### Requirement
Pictures in the records are to be excluded from an otherwise exact copy.

### Information shown
■ ■ ■ ■

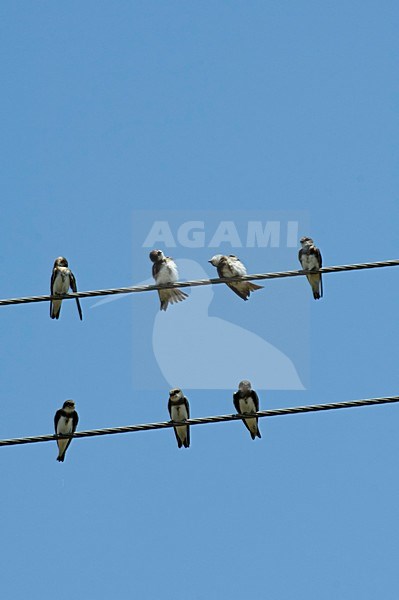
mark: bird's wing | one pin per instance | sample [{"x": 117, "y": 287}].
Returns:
[
  {"x": 72, "y": 283},
  {"x": 186, "y": 404},
  {"x": 75, "y": 421},
  {"x": 236, "y": 401},
  {"x": 57, "y": 417},
  {"x": 255, "y": 398}
]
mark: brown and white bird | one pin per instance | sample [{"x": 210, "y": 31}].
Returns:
[
  {"x": 310, "y": 259},
  {"x": 179, "y": 410},
  {"x": 65, "y": 421},
  {"x": 62, "y": 279},
  {"x": 246, "y": 401},
  {"x": 231, "y": 266},
  {"x": 164, "y": 270}
]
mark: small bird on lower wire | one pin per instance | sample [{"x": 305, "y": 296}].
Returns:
[
  {"x": 62, "y": 279},
  {"x": 65, "y": 421},
  {"x": 179, "y": 410},
  {"x": 310, "y": 259},
  {"x": 164, "y": 270},
  {"x": 231, "y": 266},
  {"x": 246, "y": 401}
]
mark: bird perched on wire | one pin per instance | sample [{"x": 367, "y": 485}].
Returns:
[
  {"x": 246, "y": 401},
  {"x": 62, "y": 279},
  {"x": 231, "y": 266},
  {"x": 65, "y": 421},
  {"x": 164, "y": 270},
  {"x": 310, "y": 259},
  {"x": 179, "y": 410}
]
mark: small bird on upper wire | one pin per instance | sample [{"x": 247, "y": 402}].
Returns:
[
  {"x": 246, "y": 401},
  {"x": 231, "y": 266},
  {"x": 164, "y": 270},
  {"x": 310, "y": 259},
  {"x": 179, "y": 410},
  {"x": 65, "y": 421},
  {"x": 62, "y": 279}
]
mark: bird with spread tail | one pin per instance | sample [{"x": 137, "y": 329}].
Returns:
[
  {"x": 179, "y": 410},
  {"x": 65, "y": 422},
  {"x": 246, "y": 401},
  {"x": 310, "y": 259},
  {"x": 62, "y": 279},
  {"x": 164, "y": 270},
  {"x": 231, "y": 266}
]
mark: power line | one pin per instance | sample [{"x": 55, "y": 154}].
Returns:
[
  {"x": 199, "y": 282},
  {"x": 276, "y": 412}
]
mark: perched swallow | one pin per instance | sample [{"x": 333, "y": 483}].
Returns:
[
  {"x": 65, "y": 421},
  {"x": 164, "y": 270},
  {"x": 179, "y": 410},
  {"x": 310, "y": 259},
  {"x": 231, "y": 266},
  {"x": 62, "y": 279},
  {"x": 246, "y": 401}
]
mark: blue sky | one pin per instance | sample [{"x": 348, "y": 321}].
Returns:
[{"x": 109, "y": 108}]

■ ■ ■ ■

### Solved problem
mark: bird's wing | one pin per instance | sample [{"x": 117, "y": 287}].
Returns:
[
  {"x": 72, "y": 283},
  {"x": 186, "y": 404},
  {"x": 75, "y": 421},
  {"x": 236, "y": 401},
  {"x": 57, "y": 417},
  {"x": 255, "y": 398}
]
mark: brown and white bird | one pin per instance | sample [{"x": 210, "y": 31}].
Returns:
[
  {"x": 310, "y": 259},
  {"x": 179, "y": 410},
  {"x": 65, "y": 421},
  {"x": 62, "y": 279},
  {"x": 246, "y": 401},
  {"x": 231, "y": 266},
  {"x": 164, "y": 270}
]
mark: small bird on lower wire | one pin per instance | sample [{"x": 305, "y": 296}].
Returns:
[
  {"x": 62, "y": 279},
  {"x": 65, "y": 421},
  {"x": 179, "y": 410},
  {"x": 310, "y": 259},
  {"x": 164, "y": 270},
  {"x": 231, "y": 266},
  {"x": 246, "y": 401}
]
mark: bird perched on wire | one pin per instance | sample [{"x": 367, "y": 485}].
Returns:
[
  {"x": 246, "y": 401},
  {"x": 62, "y": 279},
  {"x": 231, "y": 266},
  {"x": 65, "y": 421},
  {"x": 164, "y": 270},
  {"x": 310, "y": 259},
  {"x": 179, "y": 410}
]
mark: small bird on upper wire | one pin per instance | sample [{"x": 247, "y": 402}].
Returns:
[
  {"x": 246, "y": 401},
  {"x": 231, "y": 266},
  {"x": 164, "y": 270},
  {"x": 310, "y": 259},
  {"x": 179, "y": 410},
  {"x": 65, "y": 421},
  {"x": 62, "y": 279}
]
mark: bird with spread tail | one pin per instance | sample [{"x": 137, "y": 329}].
Returns:
[
  {"x": 179, "y": 410},
  {"x": 65, "y": 422},
  {"x": 246, "y": 401},
  {"x": 310, "y": 259},
  {"x": 62, "y": 279},
  {"x": 164, "y": 270},
  {"x": 231, "y": 266}
]
mark: power line | one pin per instance | sample [{"x": 55, "y": 154}].
Returns:
[
  {"x": 199, "y": 282},
  {"x": 276, "y": 412}
]
mark: perched swallow | one pin per instance | sample [{"x": 333, "y": 483}].
Returns:
[
  {"x": 65, "y": 421},
  {"x": 164, "y": 270},
  {"x": 179, "y": 410},
  {"x": 310, "y": 259},
  {"x": 231, "y": 266},
  {"x": 62, "y": 279},
  {"x": 246, "y": 401}
]
mark: blue sky | one pin per instance | sample [{"x": 348, "y": 321}].
Returns:
[{"x": 109, "y": 108}]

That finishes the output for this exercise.